#### [Challenge]
Locate every line in the entries below that contains the word "woman", and copy each of those lines in full.

#### [Data for the task]
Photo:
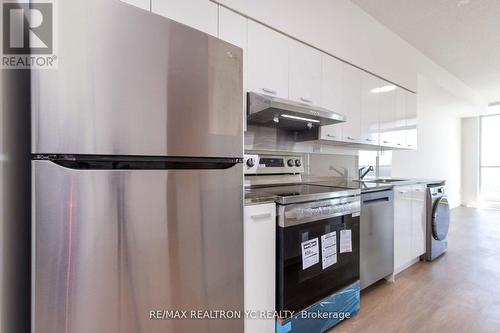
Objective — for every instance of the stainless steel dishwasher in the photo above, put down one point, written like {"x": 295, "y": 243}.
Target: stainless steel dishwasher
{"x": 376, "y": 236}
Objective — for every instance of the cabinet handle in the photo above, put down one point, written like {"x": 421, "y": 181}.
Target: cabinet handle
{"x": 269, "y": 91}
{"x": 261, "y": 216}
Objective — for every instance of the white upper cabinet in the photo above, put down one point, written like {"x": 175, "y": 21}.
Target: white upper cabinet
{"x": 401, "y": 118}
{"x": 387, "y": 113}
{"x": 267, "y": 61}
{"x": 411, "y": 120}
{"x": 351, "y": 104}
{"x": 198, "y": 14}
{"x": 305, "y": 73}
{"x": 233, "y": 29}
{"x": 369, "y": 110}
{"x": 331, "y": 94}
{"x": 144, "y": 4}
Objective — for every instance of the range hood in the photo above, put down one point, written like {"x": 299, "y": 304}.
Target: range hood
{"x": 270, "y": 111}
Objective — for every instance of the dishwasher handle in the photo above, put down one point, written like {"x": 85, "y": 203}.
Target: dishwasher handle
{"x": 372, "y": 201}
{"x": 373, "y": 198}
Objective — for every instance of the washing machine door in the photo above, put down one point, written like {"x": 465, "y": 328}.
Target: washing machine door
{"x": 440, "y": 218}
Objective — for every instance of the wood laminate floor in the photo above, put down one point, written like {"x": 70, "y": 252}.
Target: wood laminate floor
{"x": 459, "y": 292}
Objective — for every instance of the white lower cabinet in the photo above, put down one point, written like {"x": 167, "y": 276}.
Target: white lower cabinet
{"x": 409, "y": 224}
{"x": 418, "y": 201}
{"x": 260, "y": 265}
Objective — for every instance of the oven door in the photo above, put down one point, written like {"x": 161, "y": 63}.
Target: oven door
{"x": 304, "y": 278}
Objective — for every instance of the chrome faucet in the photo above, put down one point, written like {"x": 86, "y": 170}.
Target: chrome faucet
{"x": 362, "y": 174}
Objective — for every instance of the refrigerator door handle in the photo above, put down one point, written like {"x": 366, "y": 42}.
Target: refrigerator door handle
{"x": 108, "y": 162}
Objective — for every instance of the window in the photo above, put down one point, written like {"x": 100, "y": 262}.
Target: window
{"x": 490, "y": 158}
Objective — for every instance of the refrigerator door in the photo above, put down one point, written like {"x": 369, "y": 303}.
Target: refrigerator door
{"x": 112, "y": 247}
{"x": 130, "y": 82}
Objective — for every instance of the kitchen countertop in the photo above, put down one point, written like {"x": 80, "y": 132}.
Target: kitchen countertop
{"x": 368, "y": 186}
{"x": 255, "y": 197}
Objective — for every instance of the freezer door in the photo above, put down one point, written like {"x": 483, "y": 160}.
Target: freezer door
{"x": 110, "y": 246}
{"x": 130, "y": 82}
---
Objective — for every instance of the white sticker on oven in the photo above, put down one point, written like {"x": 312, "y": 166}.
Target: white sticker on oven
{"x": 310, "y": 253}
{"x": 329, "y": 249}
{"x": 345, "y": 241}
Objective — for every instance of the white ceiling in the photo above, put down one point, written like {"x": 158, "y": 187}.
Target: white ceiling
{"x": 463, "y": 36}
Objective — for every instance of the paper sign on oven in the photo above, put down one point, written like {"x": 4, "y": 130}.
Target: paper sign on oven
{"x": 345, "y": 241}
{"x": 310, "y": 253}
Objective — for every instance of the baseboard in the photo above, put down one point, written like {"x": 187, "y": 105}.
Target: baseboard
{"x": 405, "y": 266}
* * *
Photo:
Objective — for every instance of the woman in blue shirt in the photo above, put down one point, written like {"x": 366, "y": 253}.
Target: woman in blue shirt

#### [Solved exercise]
Objective — for every instance of the woman in blue shirt in the photo above, put down one point, written like {"x": 366, "y": 253}.
Target: woman in blue shirt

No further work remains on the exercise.